**CHALLENGE:** Return every line in the entries below that contains the word "trousers".

**MATERIAL:**
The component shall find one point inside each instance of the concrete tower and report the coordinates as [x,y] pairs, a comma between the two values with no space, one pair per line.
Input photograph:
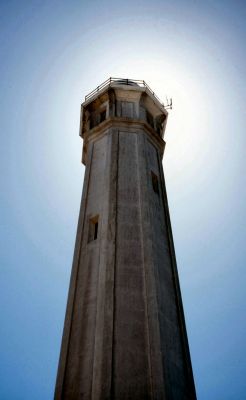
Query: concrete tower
[124,334]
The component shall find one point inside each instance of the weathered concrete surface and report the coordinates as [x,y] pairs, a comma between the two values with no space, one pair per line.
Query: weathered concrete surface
[124,334]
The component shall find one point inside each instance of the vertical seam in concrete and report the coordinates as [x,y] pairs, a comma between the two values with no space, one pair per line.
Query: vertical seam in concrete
[115,261]
[178,299]
[79,231]
[144,271]
[155,273]
[101,215]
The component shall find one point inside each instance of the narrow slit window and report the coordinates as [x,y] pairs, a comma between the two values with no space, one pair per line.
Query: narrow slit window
[93,229]
[155,183]
[102,116]
[150,119]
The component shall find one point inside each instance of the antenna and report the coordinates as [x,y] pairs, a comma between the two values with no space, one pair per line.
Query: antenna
[169,104]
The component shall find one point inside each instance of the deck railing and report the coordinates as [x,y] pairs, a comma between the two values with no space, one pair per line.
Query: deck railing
[129,82]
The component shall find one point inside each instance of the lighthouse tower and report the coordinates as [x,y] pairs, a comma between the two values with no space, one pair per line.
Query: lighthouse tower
[124,333]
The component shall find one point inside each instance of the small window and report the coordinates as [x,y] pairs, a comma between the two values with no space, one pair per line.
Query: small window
[102,116]
[93,229]
[150,119]
[155,183]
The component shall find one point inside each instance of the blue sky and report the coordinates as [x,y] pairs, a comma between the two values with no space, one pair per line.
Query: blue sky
[52,54]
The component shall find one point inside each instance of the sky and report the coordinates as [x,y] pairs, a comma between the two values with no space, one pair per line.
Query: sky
[52,54]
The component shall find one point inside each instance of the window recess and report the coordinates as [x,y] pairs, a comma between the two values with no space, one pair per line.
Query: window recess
[155,183]
[93,229]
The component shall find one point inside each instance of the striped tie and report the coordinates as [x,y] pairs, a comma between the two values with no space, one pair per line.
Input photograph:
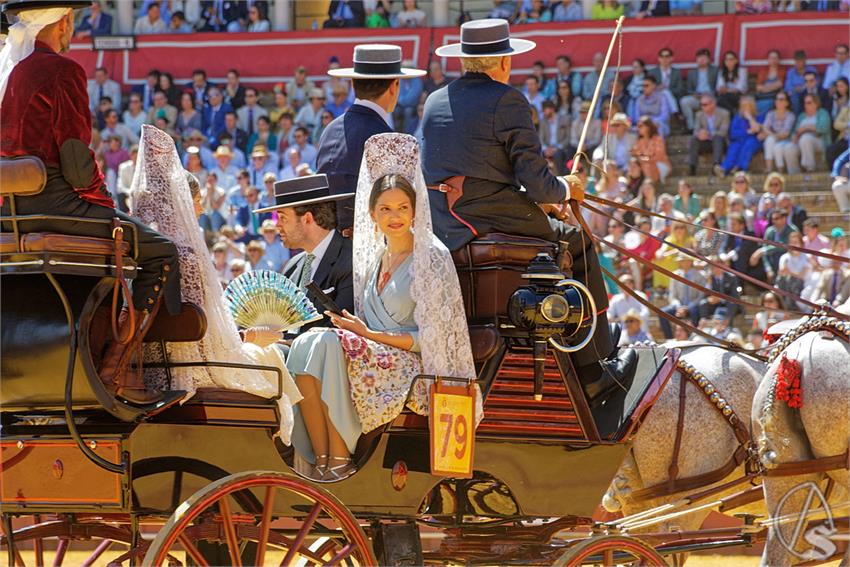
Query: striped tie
[306,271]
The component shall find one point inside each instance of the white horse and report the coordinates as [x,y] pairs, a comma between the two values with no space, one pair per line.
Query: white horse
[818,429]
[708,442]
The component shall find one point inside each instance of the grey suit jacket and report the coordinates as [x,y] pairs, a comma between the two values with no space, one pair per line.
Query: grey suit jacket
[692,79]
[721,122]
[677,85]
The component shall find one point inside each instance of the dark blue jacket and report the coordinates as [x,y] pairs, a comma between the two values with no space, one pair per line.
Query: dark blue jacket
[341,151]
[214,121]
[104,25]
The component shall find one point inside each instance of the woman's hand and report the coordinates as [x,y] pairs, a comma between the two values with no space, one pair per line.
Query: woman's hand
[262,337]
[348,322]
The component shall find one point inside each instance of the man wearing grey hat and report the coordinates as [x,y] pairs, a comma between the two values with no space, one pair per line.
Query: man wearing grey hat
[375,76]
[482,156]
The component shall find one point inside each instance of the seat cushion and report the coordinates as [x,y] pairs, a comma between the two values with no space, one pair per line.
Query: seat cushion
[25,175]
[189,325]
[484,340]
[51,242]
[8,243]
[497,249]
[226,396]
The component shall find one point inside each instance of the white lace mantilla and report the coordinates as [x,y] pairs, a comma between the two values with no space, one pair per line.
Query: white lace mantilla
[439,312]
[160,197]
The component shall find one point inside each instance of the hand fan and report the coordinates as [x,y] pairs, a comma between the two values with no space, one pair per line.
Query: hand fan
[268,299]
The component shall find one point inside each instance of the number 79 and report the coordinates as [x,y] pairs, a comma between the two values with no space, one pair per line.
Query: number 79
[457,426]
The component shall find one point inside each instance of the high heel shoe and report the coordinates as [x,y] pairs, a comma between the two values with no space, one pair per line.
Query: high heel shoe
[318,472]
[341,471]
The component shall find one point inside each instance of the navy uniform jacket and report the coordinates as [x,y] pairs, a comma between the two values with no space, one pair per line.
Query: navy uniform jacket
[482,129]
[341,151]
[333,273]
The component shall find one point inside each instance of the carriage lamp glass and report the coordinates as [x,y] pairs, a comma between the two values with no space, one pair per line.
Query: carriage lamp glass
[555,308]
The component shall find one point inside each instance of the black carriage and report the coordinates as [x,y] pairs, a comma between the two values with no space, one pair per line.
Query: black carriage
[212,485]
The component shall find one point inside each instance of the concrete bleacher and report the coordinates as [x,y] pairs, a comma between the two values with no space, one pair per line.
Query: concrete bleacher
[811,191]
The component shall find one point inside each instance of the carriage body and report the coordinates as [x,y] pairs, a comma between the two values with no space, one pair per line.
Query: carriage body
[71,449]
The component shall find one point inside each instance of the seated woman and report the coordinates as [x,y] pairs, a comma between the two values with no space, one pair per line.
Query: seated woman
[161,196]
[407,301]
[651,151]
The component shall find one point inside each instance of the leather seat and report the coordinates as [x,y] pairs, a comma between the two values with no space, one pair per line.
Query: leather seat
[63,243]
[490,269]
[485,341]
[189,325]
[497,249]
[8,244]
[24,175]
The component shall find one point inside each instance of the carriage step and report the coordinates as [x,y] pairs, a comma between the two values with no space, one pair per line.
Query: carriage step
[536,429]
[538,415]
[547,403]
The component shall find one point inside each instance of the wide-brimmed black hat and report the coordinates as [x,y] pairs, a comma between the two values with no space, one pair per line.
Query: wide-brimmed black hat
[307,190]
[486,38]
[376,61]
[15,6]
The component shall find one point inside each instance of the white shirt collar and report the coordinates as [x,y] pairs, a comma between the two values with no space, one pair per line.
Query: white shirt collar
[373,106]
[319,253]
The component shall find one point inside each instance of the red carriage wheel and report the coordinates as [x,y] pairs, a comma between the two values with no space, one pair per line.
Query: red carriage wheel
[297,523]
[65,530]
[610,550]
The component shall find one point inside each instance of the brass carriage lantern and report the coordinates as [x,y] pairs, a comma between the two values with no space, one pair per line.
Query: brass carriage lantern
[548,307]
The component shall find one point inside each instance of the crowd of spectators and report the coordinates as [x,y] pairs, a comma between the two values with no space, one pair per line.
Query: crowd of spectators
[238,141]
[186,16]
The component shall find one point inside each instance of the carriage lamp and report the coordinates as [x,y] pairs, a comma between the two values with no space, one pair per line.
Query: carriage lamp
[550,306]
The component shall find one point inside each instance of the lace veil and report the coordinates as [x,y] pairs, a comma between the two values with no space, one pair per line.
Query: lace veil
[160,197]
[439,312]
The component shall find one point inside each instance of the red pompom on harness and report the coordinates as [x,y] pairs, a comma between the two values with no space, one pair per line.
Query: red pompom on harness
[788,386]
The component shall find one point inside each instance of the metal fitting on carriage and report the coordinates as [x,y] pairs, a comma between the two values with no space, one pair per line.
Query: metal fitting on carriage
[543,308]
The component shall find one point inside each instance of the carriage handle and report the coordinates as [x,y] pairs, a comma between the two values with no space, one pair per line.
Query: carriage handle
[583,291]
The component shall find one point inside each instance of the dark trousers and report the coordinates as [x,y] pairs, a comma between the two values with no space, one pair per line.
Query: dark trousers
[490,207]
[717,146]
[155,251]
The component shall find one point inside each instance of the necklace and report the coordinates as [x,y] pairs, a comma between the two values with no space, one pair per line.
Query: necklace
[393,262]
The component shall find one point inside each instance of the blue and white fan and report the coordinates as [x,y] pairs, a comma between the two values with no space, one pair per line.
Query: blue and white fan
[268,299]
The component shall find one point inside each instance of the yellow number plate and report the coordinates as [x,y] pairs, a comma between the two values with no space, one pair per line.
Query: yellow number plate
[452,422]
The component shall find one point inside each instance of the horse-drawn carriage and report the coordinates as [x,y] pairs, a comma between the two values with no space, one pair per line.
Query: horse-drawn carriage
[207,482]
[209,478]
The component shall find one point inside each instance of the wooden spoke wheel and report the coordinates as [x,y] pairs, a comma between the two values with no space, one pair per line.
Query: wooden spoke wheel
[610,550]
[30,541]
[297,524]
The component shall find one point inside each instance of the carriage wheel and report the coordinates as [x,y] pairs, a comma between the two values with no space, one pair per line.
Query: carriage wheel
[64,531]
[319,531]
[611,550]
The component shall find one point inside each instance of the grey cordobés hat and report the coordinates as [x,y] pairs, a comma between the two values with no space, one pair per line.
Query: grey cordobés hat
[377,61]
[307,190]
[486,38]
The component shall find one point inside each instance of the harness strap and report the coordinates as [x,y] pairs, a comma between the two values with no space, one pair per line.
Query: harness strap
[120,289]
[823,464]
[673,469]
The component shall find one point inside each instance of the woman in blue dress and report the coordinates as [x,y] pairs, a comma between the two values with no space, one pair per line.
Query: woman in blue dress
[409,317]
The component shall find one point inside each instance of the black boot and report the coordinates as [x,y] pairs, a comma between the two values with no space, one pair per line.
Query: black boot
[602,379]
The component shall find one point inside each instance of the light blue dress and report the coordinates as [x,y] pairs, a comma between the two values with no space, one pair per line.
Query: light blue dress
[319,353]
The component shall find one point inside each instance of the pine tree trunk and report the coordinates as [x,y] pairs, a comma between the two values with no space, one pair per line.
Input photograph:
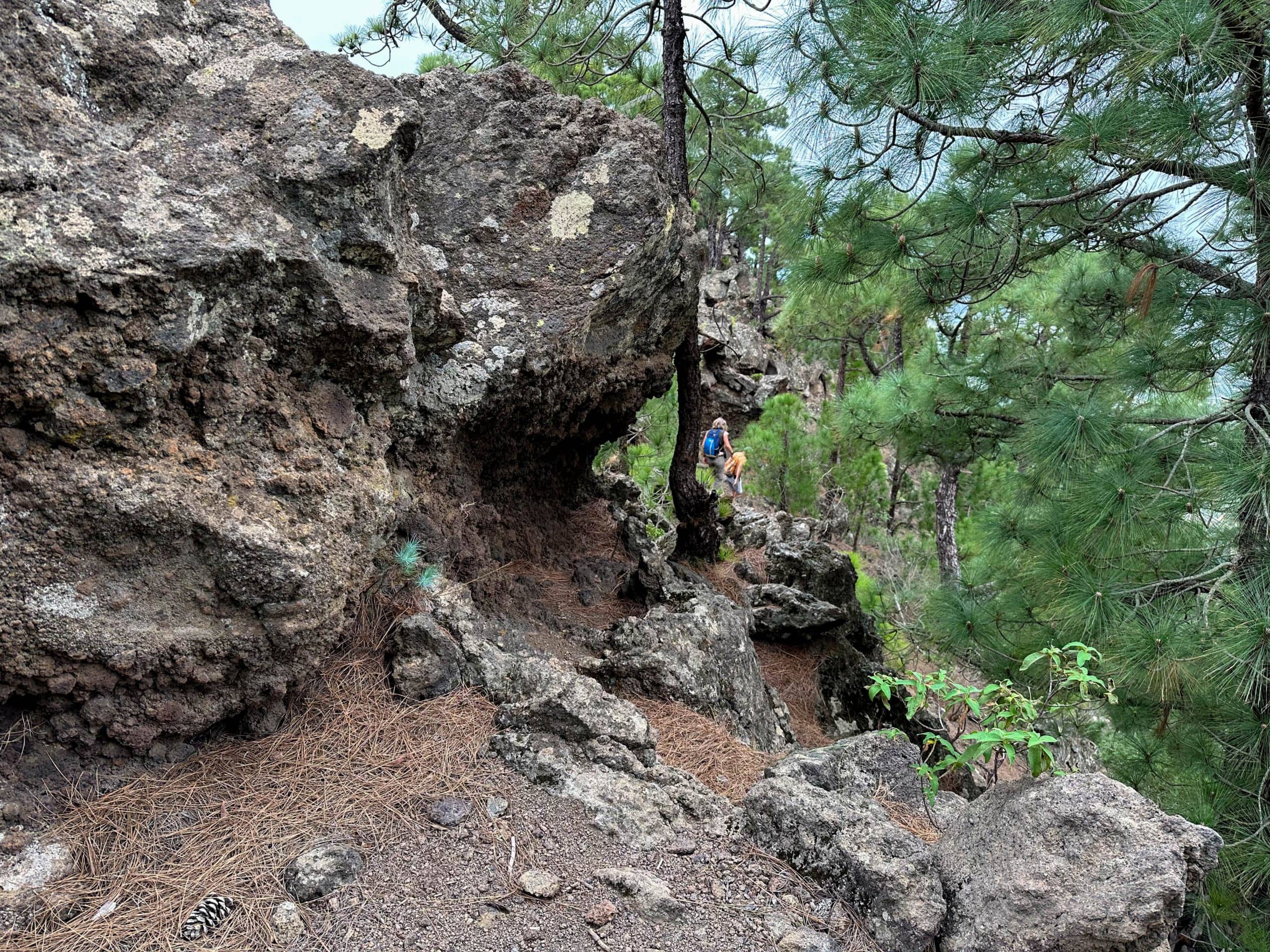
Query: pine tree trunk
[945,524]
[1254,538]
[760,266]
[694,504]
[897,480]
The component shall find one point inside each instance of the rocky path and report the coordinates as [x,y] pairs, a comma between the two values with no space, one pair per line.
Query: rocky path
[450,890]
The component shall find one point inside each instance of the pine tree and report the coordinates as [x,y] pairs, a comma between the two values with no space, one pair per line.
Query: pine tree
[586,46]
[1123,150]
[784,455]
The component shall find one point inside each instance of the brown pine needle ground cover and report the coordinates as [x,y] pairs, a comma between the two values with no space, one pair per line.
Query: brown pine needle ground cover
[916,822]
[353,765]
[704,748]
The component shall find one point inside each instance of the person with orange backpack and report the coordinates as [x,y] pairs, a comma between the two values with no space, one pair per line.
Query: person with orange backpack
[717,448]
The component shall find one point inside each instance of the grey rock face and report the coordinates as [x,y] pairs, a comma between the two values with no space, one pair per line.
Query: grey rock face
[233,272]
[827,575]
[1076,864]
[648,894]
[781,612]
[562,729]
[540,884]
[320,871]
[287,924]
[450,812]
[813,568]
[816,810]
[426,663]
[701,655]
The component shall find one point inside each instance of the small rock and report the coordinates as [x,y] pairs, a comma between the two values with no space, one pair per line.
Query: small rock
[806,940]
[778,926]
[651,895]
[601,914]
[321,871]
[540,883]
[450,812]
[683,846]
[287,924]
[496,808]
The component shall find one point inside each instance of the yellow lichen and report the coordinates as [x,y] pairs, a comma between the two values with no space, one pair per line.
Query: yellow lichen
[375,127]
[571,215]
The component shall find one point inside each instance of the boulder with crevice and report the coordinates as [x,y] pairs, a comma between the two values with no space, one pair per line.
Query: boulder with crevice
[1075,864]
[783,613]
[817,812]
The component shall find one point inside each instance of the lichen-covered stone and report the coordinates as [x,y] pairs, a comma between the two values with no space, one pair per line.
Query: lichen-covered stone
[701,655]
[234,273]
[1075,864]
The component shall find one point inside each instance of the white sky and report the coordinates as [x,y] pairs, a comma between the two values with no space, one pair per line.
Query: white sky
[316,21]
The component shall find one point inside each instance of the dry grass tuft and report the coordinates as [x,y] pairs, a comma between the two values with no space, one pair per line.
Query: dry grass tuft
[844,922]
[723,579]
[353,765]
[704,748]
[558,595]
[905,817]
[794,670]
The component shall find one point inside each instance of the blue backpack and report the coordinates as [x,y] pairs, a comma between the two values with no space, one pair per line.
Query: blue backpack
[713,441]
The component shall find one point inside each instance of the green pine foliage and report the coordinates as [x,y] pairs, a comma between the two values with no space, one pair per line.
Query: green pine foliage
[644,454]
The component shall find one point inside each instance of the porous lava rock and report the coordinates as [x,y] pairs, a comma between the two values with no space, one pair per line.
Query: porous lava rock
[1074,864]
[259,309]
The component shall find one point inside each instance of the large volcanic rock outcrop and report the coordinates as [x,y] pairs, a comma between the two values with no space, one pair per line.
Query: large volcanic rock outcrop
[259,309]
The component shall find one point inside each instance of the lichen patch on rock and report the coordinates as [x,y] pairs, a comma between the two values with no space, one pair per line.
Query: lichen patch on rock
[571,215]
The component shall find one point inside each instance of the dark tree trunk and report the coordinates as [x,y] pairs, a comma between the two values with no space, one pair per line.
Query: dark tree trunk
[945,524]
[769,276]
[897,480]
[1254,538]
[694,504]
[675,114]
[760,270]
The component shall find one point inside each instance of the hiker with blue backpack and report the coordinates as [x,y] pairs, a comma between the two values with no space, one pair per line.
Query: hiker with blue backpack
[717,448]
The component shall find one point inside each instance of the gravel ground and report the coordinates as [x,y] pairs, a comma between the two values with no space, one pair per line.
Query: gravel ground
[448,890]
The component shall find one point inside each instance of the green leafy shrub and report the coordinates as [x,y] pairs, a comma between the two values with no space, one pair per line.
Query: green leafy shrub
[1001,719]
[412,569]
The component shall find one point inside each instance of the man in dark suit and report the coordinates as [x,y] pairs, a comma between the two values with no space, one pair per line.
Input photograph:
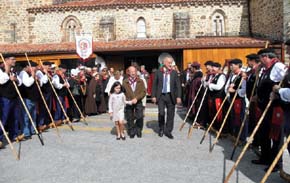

**RESULT OF THE EXERCISE:**
The component shall find one point inside each instance of the dark trousers and report the coordinates as [x,y] pairs, a comma between the two values with no space, one pair per line.
Query: dark trousers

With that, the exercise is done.